[Stored dataset items]
*** Begin section ***

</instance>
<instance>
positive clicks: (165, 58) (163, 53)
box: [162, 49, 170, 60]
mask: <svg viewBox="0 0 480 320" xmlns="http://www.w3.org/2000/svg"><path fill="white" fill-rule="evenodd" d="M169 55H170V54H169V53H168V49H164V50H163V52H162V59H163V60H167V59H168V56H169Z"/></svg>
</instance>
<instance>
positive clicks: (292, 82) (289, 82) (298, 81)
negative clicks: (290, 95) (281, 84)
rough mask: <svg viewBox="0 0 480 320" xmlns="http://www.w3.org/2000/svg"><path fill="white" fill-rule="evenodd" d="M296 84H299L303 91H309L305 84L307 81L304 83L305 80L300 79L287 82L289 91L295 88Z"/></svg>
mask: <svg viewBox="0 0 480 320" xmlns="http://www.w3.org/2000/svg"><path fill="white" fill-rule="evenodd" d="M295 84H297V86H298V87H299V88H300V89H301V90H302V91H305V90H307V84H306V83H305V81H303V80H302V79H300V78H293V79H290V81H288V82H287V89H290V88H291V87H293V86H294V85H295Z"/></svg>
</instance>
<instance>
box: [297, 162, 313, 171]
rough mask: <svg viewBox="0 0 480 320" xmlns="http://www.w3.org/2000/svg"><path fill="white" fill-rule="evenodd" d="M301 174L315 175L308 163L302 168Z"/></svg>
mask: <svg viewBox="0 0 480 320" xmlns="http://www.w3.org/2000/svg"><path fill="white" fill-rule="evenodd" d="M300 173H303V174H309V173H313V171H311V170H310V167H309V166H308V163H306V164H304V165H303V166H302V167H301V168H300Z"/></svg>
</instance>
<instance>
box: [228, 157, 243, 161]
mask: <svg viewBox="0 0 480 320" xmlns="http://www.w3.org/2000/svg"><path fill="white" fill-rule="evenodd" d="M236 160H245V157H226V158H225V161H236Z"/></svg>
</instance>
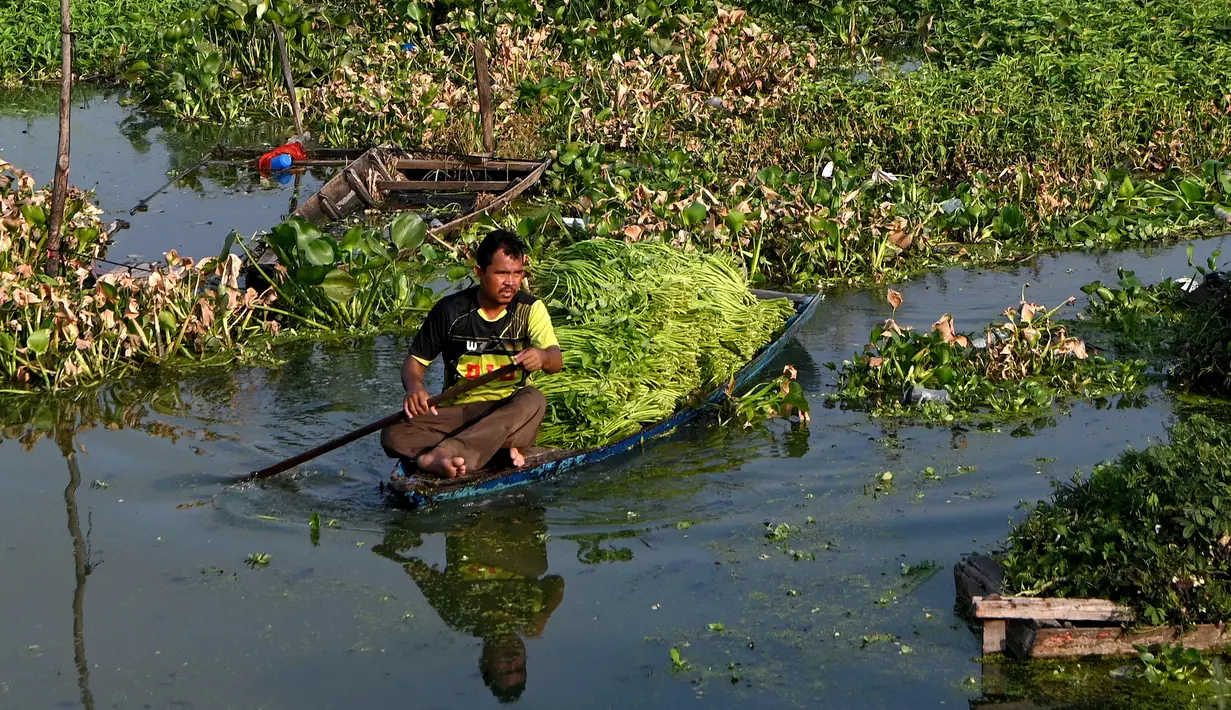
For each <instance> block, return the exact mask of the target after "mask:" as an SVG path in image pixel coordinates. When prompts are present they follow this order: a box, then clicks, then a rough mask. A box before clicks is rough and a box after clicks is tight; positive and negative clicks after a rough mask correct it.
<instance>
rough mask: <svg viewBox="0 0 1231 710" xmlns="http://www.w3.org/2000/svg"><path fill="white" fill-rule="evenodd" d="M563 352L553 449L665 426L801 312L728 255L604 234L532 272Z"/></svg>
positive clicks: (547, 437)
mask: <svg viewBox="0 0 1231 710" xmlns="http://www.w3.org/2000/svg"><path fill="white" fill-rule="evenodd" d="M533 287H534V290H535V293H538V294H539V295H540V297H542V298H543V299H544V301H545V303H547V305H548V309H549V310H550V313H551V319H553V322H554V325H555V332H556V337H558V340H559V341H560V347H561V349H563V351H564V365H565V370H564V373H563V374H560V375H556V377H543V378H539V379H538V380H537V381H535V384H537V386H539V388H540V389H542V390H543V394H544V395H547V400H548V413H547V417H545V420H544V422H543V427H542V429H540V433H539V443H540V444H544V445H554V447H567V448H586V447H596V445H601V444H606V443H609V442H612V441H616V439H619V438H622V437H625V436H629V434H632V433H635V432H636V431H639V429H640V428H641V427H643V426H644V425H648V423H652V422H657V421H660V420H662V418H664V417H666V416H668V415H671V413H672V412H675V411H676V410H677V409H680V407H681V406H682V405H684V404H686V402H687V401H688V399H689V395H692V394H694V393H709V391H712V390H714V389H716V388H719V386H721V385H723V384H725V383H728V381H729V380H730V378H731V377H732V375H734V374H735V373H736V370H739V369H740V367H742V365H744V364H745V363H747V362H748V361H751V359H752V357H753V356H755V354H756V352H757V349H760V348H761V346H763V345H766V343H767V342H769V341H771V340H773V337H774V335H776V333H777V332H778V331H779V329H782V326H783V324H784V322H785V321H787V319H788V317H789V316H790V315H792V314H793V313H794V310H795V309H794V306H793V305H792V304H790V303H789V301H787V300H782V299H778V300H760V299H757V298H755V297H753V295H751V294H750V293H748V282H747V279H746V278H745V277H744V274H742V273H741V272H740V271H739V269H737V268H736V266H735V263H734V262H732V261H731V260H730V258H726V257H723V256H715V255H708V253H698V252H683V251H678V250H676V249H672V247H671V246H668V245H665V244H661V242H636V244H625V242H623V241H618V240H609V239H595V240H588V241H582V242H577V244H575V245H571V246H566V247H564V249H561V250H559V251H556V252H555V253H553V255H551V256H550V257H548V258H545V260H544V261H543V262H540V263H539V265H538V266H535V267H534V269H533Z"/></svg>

*** End section ***

▶ [ACTIVITY]:
Copy every record exactly as written, leaving out the pictures.

▶ [SOLVED EXERCISE]:
</instance>
<instance>
positive clicks: (165, 58) (163, 53)
box: [162, 49, 170, 60]
mask: <svg viewBox="0 0 480 320" xmlns="http://www.w3.org/2000/svg"><path fill="white" fill-rule="evenodd" d="M169 55H170V54H169V53H168V49H164V50H163V52H162V59H163V60H167V59H168V56H169Z"/></svg>
</instance>
<instance>
positive clicks: (292, 82) (289, 82) (298, 81)
negative clicks: (290, 95) (281, 84)
rough mask: <svg viewBox="0 0 480 320" xmlns="http://www.w3.org/2000/svg"><path fill="white" fill-rule="evenodd" d="M296 84H299L303 91H309L305 84L307 81L304 83L305 80L300 79L287 82L289 91L295 88Z"/></svg>
mask: <svg viewBox="0 0 480 320" xmlns="http://www.w3.org/2000/svg"><path fill="white" fill-rule="evenodd" d="M295 84H297V86H298V87H299V88H300V89H301V90H302V91H305V90H307V84H306V83H305V81H303V80H302V79H300V78H293V79H290V81H288V82H287V89H290V88H291V87H293V86H294V85H295Z"/></svg>
</instance>
<instance>
box: [297, 162, 313, 171]
rough mask: <svg viewBox="0 0 480 320" xmlns="http://www.w3.org/2000/svg"><path fill="white" fill-rule="evenodd" d="M301 174L315 175L308 163L302 168Z"/></svg>
mask: <svg viewBox="0 0 480 320" xmlns="http://www.w3.org/2000/svg"><path fill="white" fill-rule="evenodd" d="M300 173H303V174H309V173H313V171H311V170H310V167H309V166H308V163H306V164H304V165H303V166H302V167H301V168H300Z"/></svg>
</instance>
<instance>
box: [228, 157, 243, 161]
mask: <svg viewBox="0 0 480 320" xmlns="http://www.w3.org/2000/svg"><path fill="white" fill-rule="evenodd" d="M236 160H245V157H226V158H225V161H236Z"/></svg>
</instance>
For each <instance> block, return the exact mask of the target after "mask:" as an SVG path in image pixel coordinates. When prompts are present they follow this order: a box, then clicks, then a rough mask. A box before clicks is rough and a box after clicks is tight; positive and negative clicks after a rough mask correct it.
<instance>
rough mask: <svg viewBox="0 0 1231 710" xmlns="http://www.w3.org/2000/svg"><path fill="white" fill-rule="evenodd" d="M563 352L553 449L665 426L801 312L728 255L604 234L532 272Z"/></svg>
positive clicks: (547, 437)
mask: <svg viewBox="0 0 1231 710" xmlns="http://www.w3.org/2000/svg"><path fill="white" fill-rule="evenodd" d="M533 287H534V290H535V293H538V294H539V295H540V297H542V298H543V299H544V301H545V303H547V305H548V309H549V310H550V313H551V319H553V322H554V325H555V332H556V337H558V340H559V341H560V347H561V349H563V351H564V365H565V370H564V373H563V374H560V375H556V377H543V378H539V379H538V380H537V381H535V384H537V386H539V388H540V389H542V390H543V394H544V395H547V400H548V413H547V417H545V420H544V422H543V427H542V429H540V433H539V443H540V444H544V445H554V447H567V448H586V447H596V445H601V444H606V443H609V442H612V441H616V439H619V438H622V437H625V436H629V434H632V433H635V432H636V431H639V429H640V428H641V427H643V426H644V425H648V423H652V422H657V421H660V420H662V418H664V417H666V416H668V415H671V413H672V412H675V411H676V410H677V409H680V407H681V406H682V405H684V404H686V402H687V401H688V399H689V395H692V394H694V393H709V391H712V390H714V389H716V388H719V386H721V385H723V384H725V383H728V381H729V380H730V378H731V377H732V375H734V374H735V373H736V370H739V369H740V367H742V365H744V364H745V363H747V362H748V361H751V359H752V357H753V356H755V354H756V352H757V349H760V348H761V346H763V345H766V343H767V342H769V341H771V340H773V337H774V335H776V333H777V332H778V331H779V329H782V326H783V324H784V322H785V321H787V319H788V317H789V316H790V315H792V314H793V313H794V310H795V309H794V306H793V305H792V304H790V303H789V301H787V300H782V299H778V300H760V299H757V298H755V297H753V295H751V294H750V293H748V282H747V279H746V278H745V277H744V274H742V273H741V272H740V271H739V269H737V268H736V266H735V263H734V262H732V261H731V260H730V258H726V257H723V256H715V255H708V253H698V252H683V251H678V250H676V249H672V247H671V246H668V245H665V244H661V242H636V244H625V242H623V241H618V240H609V239H595V240H588V241H582V242H577V244H575V245H571V246H566V247H564V249H561V250H559V251H556V252H555V253H553V255H551V256H550V257H548V258H545V260H544V261H543V262H540V263H539V265H538V266H535V267H534V269H533Z"/></svg>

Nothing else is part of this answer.